◆ REQUIREMENT A ◆
Reproduce the rows unchanged, from the line containing "the blue jeans" down through the end of the rows.

━━━ TEXT EXTRACT

An untitled The Last of Us game is in development by Naughty Dog. A multiplayer game set in the world of The Last of Us, the game is a follow-up to the multiplayer mode featured in the 2013 video game The Last of Us.

Development 
A multiplayer mode was originally in development for The Last of Us Part II (2020), as had been the case in The Last of Us (2013); Anthony Newman and Kurt Margenau, co-game directors of Part II, confirmed the existence of the multiplayer mode at E3 in June 2018. In September 2019, Part II creative director Neil Druckmann and co-lead game designer Emilia Schatz noted the game would focus solely on its single-player campaign; developer Naughty Dog released a statement confirming the omission, adding it continued development separately but "when and where it will be realized is still to be determined". Naughty Dog increased its multiplayer-related job openings following the release of Part II in 2020; co-game director Vinit Agarwal said the company was "aggressively hiring" for the game, which is its first standalone multiplayer project. At Summer Game Fest in June 2022, Druckmann confirmed the game would receive a standalone release, and revealed the first concept art. He said the game is "as big" as Naughty Dog's single-player games, and noted it will feature new characters and a new location in the United States, suspected to be San Francisco based on the concept art. The game's development is led by co-game directors Agarwal and Anthony Newman, and narrative lead Joseph Pettinati.

━━━━━━
━━━ SUPPLIED ENTRIES

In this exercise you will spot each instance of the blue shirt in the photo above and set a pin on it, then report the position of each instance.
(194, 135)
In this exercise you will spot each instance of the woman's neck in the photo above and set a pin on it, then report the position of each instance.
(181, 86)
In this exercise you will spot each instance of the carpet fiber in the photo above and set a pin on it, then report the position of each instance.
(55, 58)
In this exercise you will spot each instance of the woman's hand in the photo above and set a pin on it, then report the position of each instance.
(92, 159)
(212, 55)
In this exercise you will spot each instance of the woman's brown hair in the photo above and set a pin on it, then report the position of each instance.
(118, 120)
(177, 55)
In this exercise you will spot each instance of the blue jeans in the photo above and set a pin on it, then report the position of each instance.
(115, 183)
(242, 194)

━━━━━━

◆ REQUIREMENT B ◆
List every person mentioned by name in the text about the untitled multiplayer Last of Us game.

◆ TASK SOLUTION A ◆
In this exercise you will spot each instance of the blue jeans in the photo above and set a pin on it, then report the position of each instance.
(115, 183)
(242, 194)

◆ TASK SOLUTION B ◆
Anthony Newman
Kurt Margenau
Neil Druckmann
Emilia Schatz
Vinit Agarwal
Joseph Pettinati